Source passage
Zacharias v. Securities & Exchange Commission

WILLIAMS, Senior Circuit Judge, dissenting in part:

I respectfully dissent from Part IV.B of the court’s opinion, which rejects Zacharias’s and Carley’s petition for review of the SEC’s disgorgement order.

We have explained in the past that “disgorgement may not be used punitively” and that it applies only to “property causally related to the alleged wrongdoing.” SEC v. First City Financial Corp., 890 F.2d 1215, 1231 (D.C.Cir.1989). As a result, “the SEC generally must distinguish between legally and illegally obtained profits.” Id. See also Johnson v. SEC, 87 F.3d 484, 491 (D.C.Cir.1996) (explaining that it is not a punishment “where the effect of the SEC’s action is to restore the status quo ante, such as through a proceeding for ... disgorgement of ill-gotten profits”). In First City we specified a sequence to be followed in such matters. We said that “the government’s showing of appellants’ actual profits on the tainted transactions at least presumptively satisfied” the government’s burden to show that “its disgorgement figure reasonably approximates the amount of unjust enrichment.” 890 F.2d at 1232 (emphasis added). At that point, “the burden of going forward shifted to [appellants, who] were then obliged clearly to demonstrate that the disgorgement figure was not a reasonable approximation.” Id. Here (contrary to the panel’s assertion, Maj. Op. at 471-72), the SEC did not attempt even a superficial showing of petitioners’ profits; instead it pointed simply to their proceeds from the sales, after an arbitrary deduction of some costs but not others. The case should be remanded to the Commission to take the first step prescribed by First City.

Listed entries
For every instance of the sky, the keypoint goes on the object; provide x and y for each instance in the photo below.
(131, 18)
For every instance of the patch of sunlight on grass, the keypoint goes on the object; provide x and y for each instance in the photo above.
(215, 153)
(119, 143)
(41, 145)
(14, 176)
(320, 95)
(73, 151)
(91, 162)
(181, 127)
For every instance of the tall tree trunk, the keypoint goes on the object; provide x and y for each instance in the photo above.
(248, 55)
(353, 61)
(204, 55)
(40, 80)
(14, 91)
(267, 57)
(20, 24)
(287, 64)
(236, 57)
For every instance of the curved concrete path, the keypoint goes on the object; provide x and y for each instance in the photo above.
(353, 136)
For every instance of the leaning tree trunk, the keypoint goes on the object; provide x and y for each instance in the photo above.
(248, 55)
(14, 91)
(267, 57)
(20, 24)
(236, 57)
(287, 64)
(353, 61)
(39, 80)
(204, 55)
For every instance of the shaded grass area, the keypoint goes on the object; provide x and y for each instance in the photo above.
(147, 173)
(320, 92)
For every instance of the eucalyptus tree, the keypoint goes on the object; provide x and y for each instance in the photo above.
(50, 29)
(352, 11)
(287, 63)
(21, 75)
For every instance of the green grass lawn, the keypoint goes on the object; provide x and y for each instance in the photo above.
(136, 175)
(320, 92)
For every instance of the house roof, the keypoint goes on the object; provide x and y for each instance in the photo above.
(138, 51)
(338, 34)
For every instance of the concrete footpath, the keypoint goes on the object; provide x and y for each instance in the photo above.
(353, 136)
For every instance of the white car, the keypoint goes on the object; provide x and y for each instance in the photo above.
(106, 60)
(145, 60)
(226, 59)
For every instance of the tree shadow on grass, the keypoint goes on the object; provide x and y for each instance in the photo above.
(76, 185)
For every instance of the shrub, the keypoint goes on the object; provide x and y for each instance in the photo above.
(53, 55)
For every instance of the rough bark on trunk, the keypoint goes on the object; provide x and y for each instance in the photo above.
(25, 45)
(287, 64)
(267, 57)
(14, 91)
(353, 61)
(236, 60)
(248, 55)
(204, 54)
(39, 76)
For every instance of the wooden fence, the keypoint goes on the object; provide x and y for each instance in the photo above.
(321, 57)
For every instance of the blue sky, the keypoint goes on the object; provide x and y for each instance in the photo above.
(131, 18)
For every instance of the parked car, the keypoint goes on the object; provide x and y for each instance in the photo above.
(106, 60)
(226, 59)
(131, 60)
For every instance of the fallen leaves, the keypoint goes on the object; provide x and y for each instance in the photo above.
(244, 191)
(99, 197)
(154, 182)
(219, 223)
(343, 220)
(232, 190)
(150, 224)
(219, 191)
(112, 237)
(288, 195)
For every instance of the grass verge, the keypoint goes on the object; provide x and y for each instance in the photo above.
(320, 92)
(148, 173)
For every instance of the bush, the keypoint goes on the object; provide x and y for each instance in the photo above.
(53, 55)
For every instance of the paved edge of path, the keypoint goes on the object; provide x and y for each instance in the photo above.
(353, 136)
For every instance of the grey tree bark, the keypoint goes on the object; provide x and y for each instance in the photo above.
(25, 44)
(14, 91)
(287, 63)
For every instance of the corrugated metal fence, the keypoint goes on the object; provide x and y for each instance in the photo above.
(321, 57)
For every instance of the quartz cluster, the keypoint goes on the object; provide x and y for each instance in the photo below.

Exercise set
1. In the dissent, reproduce the passage from "Zacharias v. Securities" to "SEC’s disgorgement order." word for word.
2. According to the dissent, what did the SEC point to instead of showing the petitioners' profits?

Problem solutions
1.
Zacharias v. Securities & Exchange Commission

WILLIAMS, Senior Circuit Judge, dissenting in part:

I respectfully dissent from Part IV.B of the court’s opinion, which rejects Zacharias’s and Carley’s petition for review of the SEC’s disgorgement order.

2. It pointed to the petitioners' proceeds from the sales, after an arbitrary deduction of some costs but not others.